PP53B-1204:
Nitrogen Isotopic Composition of Proteinaceous Coral Skeletal Amino Acids Records Change in Source Nitrate to the Euphotic Zone in the Western Tropical Pacific

Friday, 19 December 2014
Branwen Williams1, Benoit Thibodeau2, Yoshito Chikaraishi3, Naohiko Ohkouchi3 and Andrea G Grottoli4, (1)W.M. Keck Science Department, Claremont, CA, United States, (2)Academy of Sciences, Humanities and Literature, Mainz and Helmholtz Centre for Ocean Research, GEOMAR, Kiel, Germany, (3)Japan Agency for Marine-Earth Science and Technology, Yokosuka, Japan, (4)Ohio State University, School of Earth Sciences, Columbus, United States
Abstract:
Instrumental and proxy data and global climate model experiments indicate a multi-decadal shoaling of the western tropical Pacific (WTP) thermocline potentially related to a shift in ENSO frequency. In the WTP, the nutricline coincides with the thermocline, and a shoaling of the nutricline brings more nitrate-rich seawater higher in the water column and within the sunlit euphotic zone. In the nutrient-poor WTP, this incursion of nitrate-rich water at the bottom of the euphotic zone may stimulate productivity in the water column. However, there is a general paucity of measurements below the surface with which to investigate recent changes in seawater chemistry. Nitrogen isotope (δ15N) measurements of particulate organic matter (POM) can elucidate the source of nitrogen to the WTP and related trophic dynamics. This POM is the food source to the long-lived proteinaceous corals, and drives the nitrogen isotopic composition of their skeleton. Here, we report time series δ15N values from the banded skeletons of proteinaceous corals from offshore Palau in the WTP that provide proxy information about past changes in euphotic zone nitrogen dynamics. Bulk skeletal δ15N values declined between 1977 and 2010 suggesting a progressively increasing contribution of deep water with isotopically-light nitrate to the euphotic zone and/or a shortening of the planktonic food web. Since only some amino acids are enriched in δ15N with each trophic transfer in a food web, we measured the δ15N composition of seven individual amino acids in the same coral skeleton. The δ15N time series of the individual amino acids also declined over time, mirroring the bulk values. These new data indicate that the changes in the source nitrogen to the base of the euphotic zone drives a decline in coral skeletal δ15N values, consistent with the shoaling nutricline, with no coinciding alteration of the trophic structure in the WTP.

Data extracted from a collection
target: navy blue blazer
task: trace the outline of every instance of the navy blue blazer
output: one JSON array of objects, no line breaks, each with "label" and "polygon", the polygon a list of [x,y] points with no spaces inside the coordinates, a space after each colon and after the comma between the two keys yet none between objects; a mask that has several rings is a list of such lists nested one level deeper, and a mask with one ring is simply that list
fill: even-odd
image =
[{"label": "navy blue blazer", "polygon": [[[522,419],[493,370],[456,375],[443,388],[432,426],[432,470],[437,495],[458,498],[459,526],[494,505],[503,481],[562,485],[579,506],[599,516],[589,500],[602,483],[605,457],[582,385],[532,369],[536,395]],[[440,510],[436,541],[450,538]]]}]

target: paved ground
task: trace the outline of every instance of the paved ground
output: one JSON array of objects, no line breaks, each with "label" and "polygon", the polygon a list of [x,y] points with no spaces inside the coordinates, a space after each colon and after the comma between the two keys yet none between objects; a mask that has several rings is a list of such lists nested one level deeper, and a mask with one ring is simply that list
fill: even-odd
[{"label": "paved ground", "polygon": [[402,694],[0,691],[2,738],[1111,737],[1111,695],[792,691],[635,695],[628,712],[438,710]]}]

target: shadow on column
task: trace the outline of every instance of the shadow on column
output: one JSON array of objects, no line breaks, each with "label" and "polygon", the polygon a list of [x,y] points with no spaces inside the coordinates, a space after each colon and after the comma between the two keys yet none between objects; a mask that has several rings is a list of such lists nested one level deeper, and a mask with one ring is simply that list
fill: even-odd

● Tasks to carry out
A: Who are the authors listed on the coral nitrogen isotope abstract?
B: How would you sum up the coral nitrogen isotope abstract in two sentences?
This data has no connection to the coral nitrogen isotope abstract.

● Answer section
A: Branwen Williams, Benoit Thibodeau, Yoshito Chikaraishi, Naohiko Ohkouchi and Andrea G Grottoli

B: The study reports δ15N time series from the banded skeletons of proteinaceous corals off Palau in the western tropical Pacific, where bulk skeletal values declined between 1977 and 2010, and the values of seven individual amino acids declined in the same way. The authors conclude that a change in source nitrogen to the base of the euphotic zone drives the decline, consistent with a shoaling nutricline and with no coinciding change in trophic structure.